**Provided material**.

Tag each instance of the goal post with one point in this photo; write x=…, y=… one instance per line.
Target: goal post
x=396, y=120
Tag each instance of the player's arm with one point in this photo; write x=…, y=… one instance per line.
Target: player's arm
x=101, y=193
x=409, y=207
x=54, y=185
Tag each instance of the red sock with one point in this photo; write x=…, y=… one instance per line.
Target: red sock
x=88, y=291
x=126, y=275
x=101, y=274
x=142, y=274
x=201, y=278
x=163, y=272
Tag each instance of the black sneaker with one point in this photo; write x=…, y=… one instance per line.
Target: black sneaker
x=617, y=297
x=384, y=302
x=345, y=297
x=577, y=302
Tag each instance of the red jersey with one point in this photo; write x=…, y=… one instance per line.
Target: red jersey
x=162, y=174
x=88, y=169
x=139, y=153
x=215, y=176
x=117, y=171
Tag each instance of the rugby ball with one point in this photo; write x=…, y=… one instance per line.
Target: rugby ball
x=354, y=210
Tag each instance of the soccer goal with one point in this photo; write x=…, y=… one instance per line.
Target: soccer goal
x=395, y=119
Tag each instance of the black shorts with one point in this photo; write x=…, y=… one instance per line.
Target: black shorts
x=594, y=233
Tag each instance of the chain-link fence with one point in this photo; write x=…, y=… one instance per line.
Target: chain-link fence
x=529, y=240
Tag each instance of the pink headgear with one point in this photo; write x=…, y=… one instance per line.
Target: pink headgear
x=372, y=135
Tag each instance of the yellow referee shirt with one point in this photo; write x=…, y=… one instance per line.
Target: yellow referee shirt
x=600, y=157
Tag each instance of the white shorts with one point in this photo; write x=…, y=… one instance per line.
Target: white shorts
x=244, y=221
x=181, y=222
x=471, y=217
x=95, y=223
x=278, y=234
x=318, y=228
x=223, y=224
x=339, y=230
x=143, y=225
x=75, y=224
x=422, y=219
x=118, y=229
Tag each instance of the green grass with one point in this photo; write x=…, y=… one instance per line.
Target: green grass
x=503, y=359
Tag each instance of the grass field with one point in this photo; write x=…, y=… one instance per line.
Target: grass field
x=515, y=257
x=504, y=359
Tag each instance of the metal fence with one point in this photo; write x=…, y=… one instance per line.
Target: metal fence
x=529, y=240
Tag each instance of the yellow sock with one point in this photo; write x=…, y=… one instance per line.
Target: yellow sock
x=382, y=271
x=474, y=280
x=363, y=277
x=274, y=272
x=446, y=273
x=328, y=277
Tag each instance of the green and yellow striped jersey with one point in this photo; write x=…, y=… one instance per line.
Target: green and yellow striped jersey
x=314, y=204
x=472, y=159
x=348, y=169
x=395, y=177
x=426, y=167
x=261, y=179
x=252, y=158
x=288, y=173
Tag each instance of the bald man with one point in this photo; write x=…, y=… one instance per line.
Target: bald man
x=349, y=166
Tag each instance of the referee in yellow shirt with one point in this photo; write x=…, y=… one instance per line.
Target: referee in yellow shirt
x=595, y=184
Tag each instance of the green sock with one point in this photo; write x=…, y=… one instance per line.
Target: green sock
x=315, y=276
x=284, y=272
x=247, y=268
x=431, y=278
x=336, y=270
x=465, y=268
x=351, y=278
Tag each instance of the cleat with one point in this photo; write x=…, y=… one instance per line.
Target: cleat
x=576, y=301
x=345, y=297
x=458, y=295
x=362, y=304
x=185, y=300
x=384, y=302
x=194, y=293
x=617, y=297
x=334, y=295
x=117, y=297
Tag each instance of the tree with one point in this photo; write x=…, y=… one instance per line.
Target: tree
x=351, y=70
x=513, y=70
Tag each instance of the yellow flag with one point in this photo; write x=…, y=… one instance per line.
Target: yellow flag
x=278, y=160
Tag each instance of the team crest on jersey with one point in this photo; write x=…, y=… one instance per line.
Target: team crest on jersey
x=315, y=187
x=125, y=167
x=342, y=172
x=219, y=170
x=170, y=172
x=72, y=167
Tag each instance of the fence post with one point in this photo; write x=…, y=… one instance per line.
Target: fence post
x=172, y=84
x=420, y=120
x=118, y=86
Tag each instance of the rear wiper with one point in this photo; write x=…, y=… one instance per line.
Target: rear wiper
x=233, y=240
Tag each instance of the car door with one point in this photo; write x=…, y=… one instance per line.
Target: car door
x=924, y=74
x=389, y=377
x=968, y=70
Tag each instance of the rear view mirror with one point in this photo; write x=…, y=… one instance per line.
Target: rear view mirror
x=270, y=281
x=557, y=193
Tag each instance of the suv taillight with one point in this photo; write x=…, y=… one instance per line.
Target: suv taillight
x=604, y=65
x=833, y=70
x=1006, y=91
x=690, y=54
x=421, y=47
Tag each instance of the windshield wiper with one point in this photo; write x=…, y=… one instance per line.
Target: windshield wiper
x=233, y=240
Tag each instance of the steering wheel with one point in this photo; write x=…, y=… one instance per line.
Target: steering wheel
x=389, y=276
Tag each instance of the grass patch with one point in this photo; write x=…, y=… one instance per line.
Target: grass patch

**Your instructions**.
Set down the entries above again, word for word.

**Problem solution**.
Tag each instance of the goal post with one point in this photo; write x=…, y=… one instance per line.
Target: goal post
x=396, y=120
Tag each instance of the player's arm with one point in this photo; write x=…, y=… one instance per line.
Target: player's arm
x=101, y=193
x=409, y=207
x=54, y=185
Tag each instance of the red sock with one point in this photo; write x=…, y=… one instance per line.
Target: red sock
x=88, y=291
x=126, y=275
x=101, y=274
x=142, y=274
x=201, y=278
x=163, y=272
Tag each instance of the black sneaker with one point in this photo; write x=…, y=… one instance per line.
Target: black sneaker
x=617, y=297
x=384, y=302
x=345, y=297
x=577, y=302
Tag each instance of the red jersey with one point in this photo; write x=…, y=… one instance per line.
Target: red jersey
x=162, y=174
x=88, y=169
x=139, y=153
x=215, y=176
x=117, y=171
Tag each instance of the rugby ball with one point in this photo; write x=…, y=… one instance per line.
Target: rugby ball
x=354, y=210
Tag each instance of the soccer goal with one point in this photo; write x=…, y=… one instance per line.
Target: soccer goal
x=395, y=119
Tag each instance of the black shorts with one point in this photo; write x=…, y=… one instance per line.
Target: black shorts
x=594, y=233
Tag each instance of the chain-link fence with one point in this photo; write x=…, y=… one instance per line.
Target: chain-link fence
x=529, y=240
Tag each instance of the pink headgear with one point in this photo; write x=…, y=… one instance per line.
Target: pink headgear
x=372, y=135
Tag each instance of the yellow referee shirt with one point in this photo; write x=…, y=… one instance per line.
Target: yellow referee shirt
x=600, y=157
Tag each instance of the white shorts with one point in this photo; write x=…, y=… one instance per line.
Target: white shorts
x=244, y=221
x=181, y=222
x=471, y=217
x=95, y=223
x=278, y=234
x=318, y=228
x=223, y=224
x=339, y=230
x=143, y=225
x=75, y=224
x=422, y=219
x=118, y=229
Tag each instance of the green grass with one point in this photo; write x=…, y=… one instance per line.
Target: green grass
x=503, y=359
Tag each instance of the grass field with one point in this photo; write x=…, y=… one instance per line.
Target: grass field
x=515, y=257
x=504, y=359
Tag each instance of the metal fence with one point in this photo; write x=…, y=… one instance per line.
Target: metal fence
x=529, y=240
Tag each instance of the yellow sock with one point in this photo; write x=…, y=… one instance per line.
Target: yellow sock
x=382, y=271
x=474, y=280
x=363, y=277
x=274, y=272
x=446, y=273
x=328, y=277
Tag each instance of the green and yellow striped jersey with one point in this photo; write x=…, y=… one instance per line.
Target: green and yellow striped jersey
x=314, y=204
x=472, y=159
x=348, y=169
x=395, y=177
x=426, y=167
x=261, y=179
x=252, y=158
x=288, y=173
Tag each instance of the bald man with one point in this photo; write x=…, y=… one instance per line.
Target: bald man
x=349, y=166
Tag each instance of the referee in yellow shirt with one point in this photo; write x=…, y=… one instance per line.
Target: referee in yellow shirt
x=595, y=184
Tag each instance of the green sock with one point in this photo; write x=…, y=… one instance per line.
Target: green sock
x=315, y=276
x=284, y=272
x=247, y=268
x=431, y=278
x=336, y=270
x=465, y=268
x=351, y=278
Tag each instance of the cleat with one point in this photo; write x=…, y=… one instance per line.
Target: cleat
x=576, y=301
x=345, y=297
x=458, y=295
x=362, y=304
x=185, y=300
x=384, y=302
x=194, y=293
x=617, y=297
x=334, y=295
x=117, y=297
Tag each instance of the tree with one point in this photo; write x=…, y=… one instance per line.
Target: tree
x=351, y=70
x=513, y=70
Tag each instance of the yellow flag with one point in this photo; write x=…, y=… one instance per line.
Target: yellow flag
x=278, y=160
Tag each instance of the team crest on jersey with one point in this photo; write x=…, y=… one instance per line.
Target: team crest on jersey
x=315, y=187
x=125, y=167
x=342, y=172
x=219, y=170
x=170, y=172
x=72, y=167
Tag each instance of the fence post with one point in this photo; write x=…, y=… one instance per line.
Target: fence post
x=172, y=84
x=420, y=120
x=118, y=86
Tag each instance of the rear wiper with one point in this photo; write x=…, y=… one instance per line.
Target: rear wiper
x=233, y=240
Tag each instance of the car door with one point in this photo; write x=…, y=… one instance per line.
Target: car door
x=924, y=74
x=389, y=377
x=968, y=70
Tag each instance of the rear view mirror with one point in this photo; write x=…, y=… one instance per line.
Target: rear view mirror
x=270, y=281
x=557, y=193
Tag each instance of the suv taillight with one point in this photo; write x=…, y=… one instance per line.
Target: suv taillight
x=604, y=65
x=833, y=70
x=1006, y=91
x=690, y=54
x=421, y=47
Tag each instance of the windshield wiper with one point in this photo; write x=…, y=… one instance per line.
Target: windshield wiper
x=233, y=240
Tag each instance of the steering wheel with one point in this photo; write x=…, y=… one instance per line.
Target: steering wheel
x=389, y=276
Tag each instance of the grass patch with one point in this photo; write x=…, y=… one instance per line.
Target: grass patch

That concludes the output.